### TESTO DELLA PAGINA
• • • • • • •

Solennità del ‘Corpus Domini’

Parco “Baden Powell”, Crema, 31 maggio 2018

1. Nella sua lunga storia, il popolo di Israele ha cercato le immagini e le parole per dar conto della sua esperienza di Dio, della sua vicinanza e cura per il suo popolo. Tra queste immagini, un ruolo particolare ha il tema dell’alleanza. Nell’Oriente antico ce n’erano vari esempi: l’alleanza militare tra popoli diversi; l’alleanza di un imperatore che prende sotto la sua «protezione» una popolazione… Si parlava di alleanza anche come legame tra persone – ad es. quella tra Davide e Gionata, e anche del matrimonio come alleanza.
L’alleanza indica quindi una relazione, un legame e patto tra persone o popoli diversi, che decidono di camminare insieme, per vari motivi. Di questo legame è segno forte la condivisione del cibo e della bevanda: per questo, spesso, i riti di alleanza comportano anche il mangiare e bere insieme. È un’esperienza che conosciamo anche noi, ma che si ritrova un po’ dappertutto; e la si ritrova spesso anche nella Bibbia, nel vangelo: vediamo spesso Gesù a tavola con i pubblicani e peccatori, con i discepoli ecc., proprio per esprimere la volontà di alleanza e comunione che Dio ripropone all’uomo e che si rinnova in lui.

2. C’è un rischio, però: va bene condividere lo stesso cibo e bevanda, è bella l’esperienza di fraternità e gioia dello stare alla stessa tavola… Il rischio è quello di non prendere troppo sul serio il carattere impegnativo dell’alleanza: perché l’alleanza è una cosa seria!
Questa serietà, la Bibbia l’esprime attraverso il segno del
sangue: ad esempio il sangue con il quale sono aspersi coloro che hanno contratto l’alleanza (cf. I lettura). Il sangue era ritenuto «sede della vita» (e anche segno della morte, quando si parla del «sangue versato»): esso, quindi, dice che nell’alleanza ne va della vita stessa. È insomma una questione di vita o di morte, perché la comunione che lega le persone in un’alleanza fa parte della loro stessa vita, e venire meno a questa comunione è come «uccidere» l’altro.

• • • • • • •

### COMPITI SCRITTI
a – Rispondi alle seguenti domande sul testo sul Corpus Domini.
(i) Quali due persone vengono citate come esempio di alleanza tra persone?
(ii) Con chi si vede spesso Gesù a tavola nel vangelo?
(iii) Che cosa era ritenuto il sangue?
b – Prosegui il testo sul Corpus Domini dopo l'ultima frase riportata.
L'elenco non ha alcun legame con il testo sul Corpus Domini.

### CONTENUTO DELL'ELENCO
• • • • • • •

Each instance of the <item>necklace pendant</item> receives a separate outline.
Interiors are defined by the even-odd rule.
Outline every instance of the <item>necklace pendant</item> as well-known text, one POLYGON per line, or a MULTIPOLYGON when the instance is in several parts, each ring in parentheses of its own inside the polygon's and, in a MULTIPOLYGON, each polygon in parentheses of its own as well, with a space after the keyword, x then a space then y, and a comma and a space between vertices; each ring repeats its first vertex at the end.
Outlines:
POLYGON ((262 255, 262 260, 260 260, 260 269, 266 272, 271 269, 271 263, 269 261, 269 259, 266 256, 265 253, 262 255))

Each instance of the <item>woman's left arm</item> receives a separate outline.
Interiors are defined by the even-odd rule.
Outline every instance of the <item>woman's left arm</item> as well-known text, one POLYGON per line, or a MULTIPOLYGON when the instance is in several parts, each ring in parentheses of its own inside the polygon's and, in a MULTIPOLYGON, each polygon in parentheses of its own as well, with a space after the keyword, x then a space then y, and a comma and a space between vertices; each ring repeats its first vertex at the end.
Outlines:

• • • • • • •

### RISULTATI DEI COMPITI
a –
(i) Davide e Gionata.
(ii) Con i pubblicani e peccatori e con i discepoli.
(iii) La «sede della vita», e anche segno della morte quando si parla del «sangue versato».

b –
Di fatto, tutta la storia dell’umanità e di Israele con Dio si può leggere come una storia di alleanze fallite: dove Dio si impegna a favore del suo popolo, vuol fare alleanza con lui, ma questo popolo non prende sul serio l’impegno di Dio; dice di accettare l’alleanza, ma poi la tradisce, perché non cammina nelle vie di Dio, non sta ai patti, non osserva l’alleanza.

È per questo che sorge, poco alla volta, il desiderio di una alleanza nuova e definitiva: di qualcosa che finalmente realizzi fino in fondo ciò che l’alleanza dice, ossia il legame forte, indistruttibile, tra Dio e l’uomo.
I cristiani riconosceranno che questo desiderio si realizza in Cristo: in lui che si compie l’alleanza nuova e definitiva tra Dio e l’uomo (cf. II lettura, Vangelo). In Cristo, Dio offre definitivamente all’uomo la sua alleanza; ma, in Cristo, trova anche la risposta piena da parte dell’uomo. Gesù Cristo è precisamente colui che prende sul serio l’alleanza: accoglie totalmente il dono che Dio, il Padre, fa di sé, e va fino in fondo nella risposta a questo dono
Anche e soprattutto questa alleanza è sigillata dal sangue: ma è il sangue di Gesù stesso, cioè la sua vita e la sua morte, totalmente messe in gioco perché il dono di Dio e la risposta dell’uomo possano finalmente incontrarsi, in modo pieno e insuperabile. Il ‘sì’ di Dio e il ‘sì’ dell’uomo si congiungono appunto in Gesù Cristo, in tutta la sua vita e la sua morte, che sono questo stesso
detto una volta per sempre, da parte di Dio e da parte dell’uomo.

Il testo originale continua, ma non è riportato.